→ PAGE EXTRACT
>>

Nova Scotia

'They're everywhere': Eskasoni family of 7 recognized for volunteerism

A family of 7 from Eskasoni is being recognized for a long history of helping the community. The Johnsons are the recipients of the 2018 Family Volunteer Award.

Tom, Carol Anne Johnson and their 5 children received Nova Scotia's 2018 Family Volunteer Award

Tom and Carol Anne Johnson, and their five children, are the recipients of Nova Scotia's 2018 Family Volunteer Award. (Wendy Martin/CBC)

Tom Johnson of Eskasoni First Nation, N.S., uses an app on his mobile phone to stay in touch with his wife and five children, to try to keep track of their busy schedules.

"I'll message the 'family group' in WhatsApp," he told CBC News. "That's the easiest way to contact everyone."

Johnson, the executive director of Eskasoni Fish and Wildlife, his wife, Carol Anne, and their children, ages 16 to 27, are definitely busy. They help out at a variety of community and social events. "So many, it's hard to list them," Carol Anne said.

That's what earned them the 2018 Family Volunteer Award from the province of Nova Scotia this week.

'They're everywhere'

This is the first year that Mi'kmaq communities have been included in the annual awards, which recognize volunteers from 75 municipalities.

The family award is given to just one recipient in the province.

Jeannine Denny, who works in sports and recreation for the Eskasoni Band, nominated the Johnsons.

<<

→ PROVIDED DATA
>>

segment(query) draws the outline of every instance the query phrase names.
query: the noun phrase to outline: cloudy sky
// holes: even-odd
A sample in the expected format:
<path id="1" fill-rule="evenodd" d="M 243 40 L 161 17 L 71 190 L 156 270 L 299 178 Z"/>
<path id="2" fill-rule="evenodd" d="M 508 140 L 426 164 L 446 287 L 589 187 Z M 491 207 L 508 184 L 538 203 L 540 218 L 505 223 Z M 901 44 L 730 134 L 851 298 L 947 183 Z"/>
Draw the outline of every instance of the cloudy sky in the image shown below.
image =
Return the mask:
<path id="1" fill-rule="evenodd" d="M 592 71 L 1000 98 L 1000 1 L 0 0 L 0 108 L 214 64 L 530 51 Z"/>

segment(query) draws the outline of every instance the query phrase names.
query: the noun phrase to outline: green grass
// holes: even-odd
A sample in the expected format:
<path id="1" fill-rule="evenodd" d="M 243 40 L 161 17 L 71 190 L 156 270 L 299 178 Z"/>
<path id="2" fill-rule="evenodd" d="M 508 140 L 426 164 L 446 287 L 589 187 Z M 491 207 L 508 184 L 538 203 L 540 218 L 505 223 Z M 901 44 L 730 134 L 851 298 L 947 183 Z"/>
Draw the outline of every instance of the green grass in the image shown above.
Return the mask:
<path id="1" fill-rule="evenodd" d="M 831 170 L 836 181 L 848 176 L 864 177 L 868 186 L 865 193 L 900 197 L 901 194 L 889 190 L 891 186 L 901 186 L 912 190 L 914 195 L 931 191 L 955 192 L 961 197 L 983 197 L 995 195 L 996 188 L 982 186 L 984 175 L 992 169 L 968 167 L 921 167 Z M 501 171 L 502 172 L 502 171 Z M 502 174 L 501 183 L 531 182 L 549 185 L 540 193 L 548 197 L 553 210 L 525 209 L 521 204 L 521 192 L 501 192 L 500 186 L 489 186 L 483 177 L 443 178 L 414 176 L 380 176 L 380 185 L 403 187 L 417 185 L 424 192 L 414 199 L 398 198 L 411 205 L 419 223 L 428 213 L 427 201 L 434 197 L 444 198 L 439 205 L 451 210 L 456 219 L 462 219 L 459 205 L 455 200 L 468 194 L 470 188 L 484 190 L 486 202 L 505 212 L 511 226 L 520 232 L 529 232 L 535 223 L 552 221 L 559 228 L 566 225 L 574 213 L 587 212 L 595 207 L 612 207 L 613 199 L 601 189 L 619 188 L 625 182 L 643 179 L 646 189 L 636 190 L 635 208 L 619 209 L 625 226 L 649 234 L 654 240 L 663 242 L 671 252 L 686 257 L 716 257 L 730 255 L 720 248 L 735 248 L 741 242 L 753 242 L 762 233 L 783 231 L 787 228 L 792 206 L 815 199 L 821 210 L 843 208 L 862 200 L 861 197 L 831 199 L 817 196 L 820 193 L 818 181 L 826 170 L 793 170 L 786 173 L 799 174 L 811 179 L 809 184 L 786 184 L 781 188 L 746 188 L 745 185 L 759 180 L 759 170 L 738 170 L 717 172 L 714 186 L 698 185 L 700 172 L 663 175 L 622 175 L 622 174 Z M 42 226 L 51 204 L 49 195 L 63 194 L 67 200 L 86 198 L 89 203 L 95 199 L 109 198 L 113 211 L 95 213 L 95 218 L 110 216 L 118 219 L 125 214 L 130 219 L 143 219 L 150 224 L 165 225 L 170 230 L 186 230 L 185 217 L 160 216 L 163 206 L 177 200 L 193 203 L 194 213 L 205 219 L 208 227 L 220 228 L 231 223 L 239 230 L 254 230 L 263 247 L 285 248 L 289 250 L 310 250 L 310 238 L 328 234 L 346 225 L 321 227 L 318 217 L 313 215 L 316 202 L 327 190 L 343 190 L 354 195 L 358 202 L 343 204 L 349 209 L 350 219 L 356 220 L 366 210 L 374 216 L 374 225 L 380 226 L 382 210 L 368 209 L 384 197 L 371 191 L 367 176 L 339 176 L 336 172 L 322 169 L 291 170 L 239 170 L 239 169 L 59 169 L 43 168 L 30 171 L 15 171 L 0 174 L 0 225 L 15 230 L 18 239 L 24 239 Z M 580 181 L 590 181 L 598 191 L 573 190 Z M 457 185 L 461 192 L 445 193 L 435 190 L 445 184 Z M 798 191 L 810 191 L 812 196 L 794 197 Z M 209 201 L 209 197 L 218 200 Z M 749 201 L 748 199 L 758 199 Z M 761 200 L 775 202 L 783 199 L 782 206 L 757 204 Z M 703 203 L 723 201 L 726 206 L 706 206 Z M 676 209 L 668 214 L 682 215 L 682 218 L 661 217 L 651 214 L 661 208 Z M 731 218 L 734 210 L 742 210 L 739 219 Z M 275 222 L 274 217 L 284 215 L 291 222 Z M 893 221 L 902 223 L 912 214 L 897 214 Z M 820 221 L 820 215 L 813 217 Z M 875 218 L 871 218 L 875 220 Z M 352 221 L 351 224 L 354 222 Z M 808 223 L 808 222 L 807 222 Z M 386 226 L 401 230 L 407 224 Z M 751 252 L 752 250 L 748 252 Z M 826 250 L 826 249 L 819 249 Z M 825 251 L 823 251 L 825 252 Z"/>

<<

→ EXERCISE A
In the Eskasoni family story, who nominated the Johnsons for the award?
→ EXERCISE B
Echo the part of the Eskasoni family story starting with "Tom Johnson of" and going on through "Scotia this week.".
The items are separate material, apart from the Eskasoni family story.

→ CORRECT RESULT A
Jeannine Denny, who works in sports and recreation for the Eskasoni Band.

→ CORRECT RESULT B
Tom Johnson of Eskasoni First Nation, N.S., uses an app on his mobile phone to stay in touch with his wife and five children, to try to keep track of their busy schedules.

"I'll message the 'family group' in WhatsApp," he told CBC News. "That's the easiest way to contact everyone."

Johnson, the executive director of Eskasoni Fish and Wildlife, his wife, Carol Anne, and their children, ages 16 to 27, are definitely busy. They help out at a variety of community and social events. "So many, it's hard to list them," Carol Anne said.

That's what earned them the 2018 Family Volunteer Award from the province of Nova Scotia this week.